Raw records

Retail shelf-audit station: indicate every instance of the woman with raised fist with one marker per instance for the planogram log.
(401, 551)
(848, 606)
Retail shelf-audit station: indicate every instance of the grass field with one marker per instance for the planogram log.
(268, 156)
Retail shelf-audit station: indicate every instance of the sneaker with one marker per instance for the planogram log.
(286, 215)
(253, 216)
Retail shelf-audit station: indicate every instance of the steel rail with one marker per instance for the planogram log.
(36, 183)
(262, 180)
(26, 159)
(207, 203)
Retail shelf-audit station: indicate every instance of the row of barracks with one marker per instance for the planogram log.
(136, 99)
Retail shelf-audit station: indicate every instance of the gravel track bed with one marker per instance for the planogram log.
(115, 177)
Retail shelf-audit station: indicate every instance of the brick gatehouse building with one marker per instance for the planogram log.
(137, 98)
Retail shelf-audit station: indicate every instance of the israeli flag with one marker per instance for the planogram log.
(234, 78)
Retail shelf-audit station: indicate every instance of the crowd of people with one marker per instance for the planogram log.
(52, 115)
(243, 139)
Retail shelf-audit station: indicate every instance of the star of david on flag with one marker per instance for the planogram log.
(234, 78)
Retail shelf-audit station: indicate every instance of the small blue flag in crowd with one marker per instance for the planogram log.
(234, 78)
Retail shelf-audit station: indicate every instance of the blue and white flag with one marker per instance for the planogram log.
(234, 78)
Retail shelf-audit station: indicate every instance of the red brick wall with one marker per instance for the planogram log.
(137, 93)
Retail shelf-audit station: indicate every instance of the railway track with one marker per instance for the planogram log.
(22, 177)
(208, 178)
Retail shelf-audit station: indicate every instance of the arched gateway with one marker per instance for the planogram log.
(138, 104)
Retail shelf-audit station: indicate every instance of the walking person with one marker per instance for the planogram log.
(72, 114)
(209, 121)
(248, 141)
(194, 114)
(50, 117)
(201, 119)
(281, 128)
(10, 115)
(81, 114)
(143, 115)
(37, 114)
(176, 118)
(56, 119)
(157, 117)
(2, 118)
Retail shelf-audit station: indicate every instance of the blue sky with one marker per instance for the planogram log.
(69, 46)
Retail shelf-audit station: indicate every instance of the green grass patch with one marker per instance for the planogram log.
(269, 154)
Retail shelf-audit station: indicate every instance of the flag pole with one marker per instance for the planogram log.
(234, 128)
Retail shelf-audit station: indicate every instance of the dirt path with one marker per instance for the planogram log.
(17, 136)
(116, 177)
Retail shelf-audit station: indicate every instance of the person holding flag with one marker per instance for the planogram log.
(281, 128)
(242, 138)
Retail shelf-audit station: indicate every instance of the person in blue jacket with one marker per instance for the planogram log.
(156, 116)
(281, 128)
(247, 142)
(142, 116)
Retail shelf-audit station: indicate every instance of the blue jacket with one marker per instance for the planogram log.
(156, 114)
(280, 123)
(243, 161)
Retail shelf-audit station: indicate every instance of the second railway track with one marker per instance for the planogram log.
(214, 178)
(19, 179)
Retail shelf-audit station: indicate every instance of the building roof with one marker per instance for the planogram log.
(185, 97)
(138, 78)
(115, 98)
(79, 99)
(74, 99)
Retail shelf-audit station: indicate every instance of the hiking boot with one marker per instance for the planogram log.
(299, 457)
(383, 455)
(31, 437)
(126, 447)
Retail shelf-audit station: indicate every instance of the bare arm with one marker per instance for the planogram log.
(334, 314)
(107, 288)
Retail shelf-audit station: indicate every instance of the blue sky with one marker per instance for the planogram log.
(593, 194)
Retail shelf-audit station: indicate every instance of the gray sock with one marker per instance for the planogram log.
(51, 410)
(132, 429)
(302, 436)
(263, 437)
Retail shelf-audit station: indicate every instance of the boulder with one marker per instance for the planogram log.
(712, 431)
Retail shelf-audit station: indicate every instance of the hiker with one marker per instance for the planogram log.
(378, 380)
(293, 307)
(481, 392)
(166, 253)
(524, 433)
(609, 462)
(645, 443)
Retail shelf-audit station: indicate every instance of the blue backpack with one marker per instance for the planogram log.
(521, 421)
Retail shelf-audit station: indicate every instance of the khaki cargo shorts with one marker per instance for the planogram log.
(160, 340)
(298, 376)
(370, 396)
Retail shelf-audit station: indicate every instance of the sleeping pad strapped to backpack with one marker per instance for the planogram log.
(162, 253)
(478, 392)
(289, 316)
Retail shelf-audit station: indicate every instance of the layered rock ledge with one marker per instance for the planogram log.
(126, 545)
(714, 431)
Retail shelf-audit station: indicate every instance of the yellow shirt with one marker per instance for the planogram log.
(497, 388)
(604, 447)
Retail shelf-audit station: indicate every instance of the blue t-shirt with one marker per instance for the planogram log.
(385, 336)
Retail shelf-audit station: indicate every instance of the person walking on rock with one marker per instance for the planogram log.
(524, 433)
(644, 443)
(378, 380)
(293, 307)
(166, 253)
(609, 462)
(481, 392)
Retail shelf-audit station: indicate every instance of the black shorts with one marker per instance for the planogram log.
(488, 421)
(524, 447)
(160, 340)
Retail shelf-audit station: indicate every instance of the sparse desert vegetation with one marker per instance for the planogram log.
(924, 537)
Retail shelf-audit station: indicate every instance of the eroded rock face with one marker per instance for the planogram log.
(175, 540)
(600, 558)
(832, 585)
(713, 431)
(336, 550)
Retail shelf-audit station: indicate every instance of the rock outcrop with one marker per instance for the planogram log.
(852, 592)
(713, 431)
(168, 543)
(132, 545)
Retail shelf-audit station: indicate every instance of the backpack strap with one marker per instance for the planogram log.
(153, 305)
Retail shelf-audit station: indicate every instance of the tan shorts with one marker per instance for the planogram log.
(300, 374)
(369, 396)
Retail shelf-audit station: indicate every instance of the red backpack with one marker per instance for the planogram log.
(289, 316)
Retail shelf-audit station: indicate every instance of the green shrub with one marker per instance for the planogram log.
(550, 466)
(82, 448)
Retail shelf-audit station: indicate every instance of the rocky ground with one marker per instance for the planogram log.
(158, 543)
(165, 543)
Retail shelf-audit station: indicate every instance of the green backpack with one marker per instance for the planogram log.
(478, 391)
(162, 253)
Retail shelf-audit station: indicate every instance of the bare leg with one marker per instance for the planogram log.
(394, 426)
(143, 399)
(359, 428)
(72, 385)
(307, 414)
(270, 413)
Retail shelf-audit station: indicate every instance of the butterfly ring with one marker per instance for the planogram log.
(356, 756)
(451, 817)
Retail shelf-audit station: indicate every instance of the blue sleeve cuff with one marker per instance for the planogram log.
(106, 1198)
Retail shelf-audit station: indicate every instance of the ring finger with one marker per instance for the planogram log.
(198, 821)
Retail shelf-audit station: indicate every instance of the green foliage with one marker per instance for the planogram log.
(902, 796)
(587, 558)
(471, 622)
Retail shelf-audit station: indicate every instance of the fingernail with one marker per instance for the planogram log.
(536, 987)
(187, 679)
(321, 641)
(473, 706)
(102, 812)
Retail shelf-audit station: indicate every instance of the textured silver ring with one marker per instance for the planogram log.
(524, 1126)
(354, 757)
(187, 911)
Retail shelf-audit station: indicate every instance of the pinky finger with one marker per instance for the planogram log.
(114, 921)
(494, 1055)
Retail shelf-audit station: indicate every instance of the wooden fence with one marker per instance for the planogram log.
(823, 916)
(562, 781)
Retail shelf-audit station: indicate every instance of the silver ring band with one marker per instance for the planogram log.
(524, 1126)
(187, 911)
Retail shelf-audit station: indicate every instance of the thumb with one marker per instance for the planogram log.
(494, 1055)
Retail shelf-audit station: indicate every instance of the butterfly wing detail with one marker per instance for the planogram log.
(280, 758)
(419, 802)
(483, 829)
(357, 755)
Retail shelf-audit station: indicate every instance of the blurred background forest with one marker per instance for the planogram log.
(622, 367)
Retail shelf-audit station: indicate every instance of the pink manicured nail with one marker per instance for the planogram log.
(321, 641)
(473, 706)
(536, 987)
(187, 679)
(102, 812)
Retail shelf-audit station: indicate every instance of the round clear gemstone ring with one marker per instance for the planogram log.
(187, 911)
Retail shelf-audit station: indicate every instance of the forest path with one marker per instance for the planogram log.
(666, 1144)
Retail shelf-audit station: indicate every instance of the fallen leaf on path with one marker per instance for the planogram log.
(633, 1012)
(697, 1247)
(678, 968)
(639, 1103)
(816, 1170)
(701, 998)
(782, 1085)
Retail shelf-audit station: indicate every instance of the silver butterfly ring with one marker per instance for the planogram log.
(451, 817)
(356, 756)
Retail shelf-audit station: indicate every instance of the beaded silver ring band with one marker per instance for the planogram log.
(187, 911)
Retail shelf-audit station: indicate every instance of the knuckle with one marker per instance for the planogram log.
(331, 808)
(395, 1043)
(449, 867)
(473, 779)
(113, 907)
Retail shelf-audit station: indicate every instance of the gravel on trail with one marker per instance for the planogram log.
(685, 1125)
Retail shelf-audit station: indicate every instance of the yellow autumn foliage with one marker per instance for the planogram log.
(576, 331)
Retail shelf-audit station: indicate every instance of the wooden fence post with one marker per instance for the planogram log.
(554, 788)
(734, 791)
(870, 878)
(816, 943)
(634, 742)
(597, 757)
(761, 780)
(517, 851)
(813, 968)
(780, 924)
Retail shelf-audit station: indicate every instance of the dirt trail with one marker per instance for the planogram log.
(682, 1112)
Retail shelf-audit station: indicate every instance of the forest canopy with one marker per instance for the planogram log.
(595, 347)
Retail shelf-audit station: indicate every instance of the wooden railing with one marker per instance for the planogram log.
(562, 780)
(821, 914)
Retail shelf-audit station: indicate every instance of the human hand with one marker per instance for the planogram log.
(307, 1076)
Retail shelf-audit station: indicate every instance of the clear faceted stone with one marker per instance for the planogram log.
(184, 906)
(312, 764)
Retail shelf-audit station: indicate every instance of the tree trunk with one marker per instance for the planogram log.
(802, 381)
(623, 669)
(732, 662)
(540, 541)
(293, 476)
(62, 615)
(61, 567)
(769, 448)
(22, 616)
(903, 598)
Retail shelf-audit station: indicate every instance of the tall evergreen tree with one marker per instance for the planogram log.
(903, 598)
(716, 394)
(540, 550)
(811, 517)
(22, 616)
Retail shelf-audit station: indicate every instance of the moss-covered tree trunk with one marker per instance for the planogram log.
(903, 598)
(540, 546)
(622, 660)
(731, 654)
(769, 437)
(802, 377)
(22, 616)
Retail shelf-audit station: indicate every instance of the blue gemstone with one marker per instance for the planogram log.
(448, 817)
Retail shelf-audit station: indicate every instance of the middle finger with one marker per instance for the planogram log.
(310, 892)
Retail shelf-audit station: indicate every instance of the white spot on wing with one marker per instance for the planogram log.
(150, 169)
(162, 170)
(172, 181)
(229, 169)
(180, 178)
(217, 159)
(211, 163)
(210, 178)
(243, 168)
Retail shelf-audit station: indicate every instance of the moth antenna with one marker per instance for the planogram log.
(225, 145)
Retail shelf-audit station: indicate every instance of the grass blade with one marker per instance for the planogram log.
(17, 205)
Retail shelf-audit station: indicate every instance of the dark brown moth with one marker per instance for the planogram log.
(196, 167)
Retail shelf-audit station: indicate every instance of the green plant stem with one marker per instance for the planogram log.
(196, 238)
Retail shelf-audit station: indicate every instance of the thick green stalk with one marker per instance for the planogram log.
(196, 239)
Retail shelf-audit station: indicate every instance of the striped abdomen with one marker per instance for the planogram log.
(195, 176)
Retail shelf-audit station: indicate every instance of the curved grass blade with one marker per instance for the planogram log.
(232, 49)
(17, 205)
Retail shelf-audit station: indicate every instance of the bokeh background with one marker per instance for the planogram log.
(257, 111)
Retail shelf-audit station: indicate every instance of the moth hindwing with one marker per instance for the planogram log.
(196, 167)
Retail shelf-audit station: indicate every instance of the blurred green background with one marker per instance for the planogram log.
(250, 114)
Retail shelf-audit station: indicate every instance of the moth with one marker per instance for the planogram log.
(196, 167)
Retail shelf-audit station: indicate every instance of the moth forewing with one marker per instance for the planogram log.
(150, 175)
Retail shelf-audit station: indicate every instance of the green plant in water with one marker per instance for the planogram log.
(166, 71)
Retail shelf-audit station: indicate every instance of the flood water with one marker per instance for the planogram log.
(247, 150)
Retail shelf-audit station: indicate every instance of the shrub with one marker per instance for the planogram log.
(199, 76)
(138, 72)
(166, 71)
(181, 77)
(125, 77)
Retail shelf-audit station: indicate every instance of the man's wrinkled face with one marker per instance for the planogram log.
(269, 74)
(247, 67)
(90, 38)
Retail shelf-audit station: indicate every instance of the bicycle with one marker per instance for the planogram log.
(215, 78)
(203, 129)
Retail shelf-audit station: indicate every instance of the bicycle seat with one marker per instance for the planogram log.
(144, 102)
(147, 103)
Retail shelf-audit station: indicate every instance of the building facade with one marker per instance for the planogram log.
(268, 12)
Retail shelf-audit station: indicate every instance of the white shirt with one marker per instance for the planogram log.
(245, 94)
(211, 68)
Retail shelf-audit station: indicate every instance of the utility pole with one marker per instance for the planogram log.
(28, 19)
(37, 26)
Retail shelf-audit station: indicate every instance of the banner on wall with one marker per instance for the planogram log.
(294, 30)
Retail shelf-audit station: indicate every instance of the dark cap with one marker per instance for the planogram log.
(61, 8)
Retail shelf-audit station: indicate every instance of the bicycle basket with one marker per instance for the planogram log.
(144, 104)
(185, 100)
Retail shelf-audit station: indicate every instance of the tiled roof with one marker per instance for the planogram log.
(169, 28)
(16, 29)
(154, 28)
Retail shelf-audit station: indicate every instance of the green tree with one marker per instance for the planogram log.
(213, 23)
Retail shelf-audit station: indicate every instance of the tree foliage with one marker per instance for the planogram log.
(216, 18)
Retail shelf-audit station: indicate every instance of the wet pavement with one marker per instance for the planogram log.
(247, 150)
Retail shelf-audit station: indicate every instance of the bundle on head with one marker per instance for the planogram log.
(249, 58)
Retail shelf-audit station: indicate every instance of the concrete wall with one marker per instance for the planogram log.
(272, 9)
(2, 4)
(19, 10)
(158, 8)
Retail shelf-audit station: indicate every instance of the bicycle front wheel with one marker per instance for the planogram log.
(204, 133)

## Work required
Everything from the line containing "Retail shelf-audit station: indicate every instance of the wet" through the last line of the records must be given again exactly; leave out all other lines.

## Answer below
Retail shelf-audit station: indicate every instance of the wet pavement with one marker per instance for the planogram log.
(247, 150)
Retail shelf-audit station: indicate every instance of the bundle on head with one marker per instance for the planogram log.
(249, 58)
Retail shelf-audit station: indicate every instance of the concrete wall with one marker per instance for the planogram log.
(272, 9)
(2, 4)
(19, 10)
(158, 8)
Retail shelf-audit station: indicate every instance of the bicycle front wheel with one marker per instance for the planogram log.
(204, 133)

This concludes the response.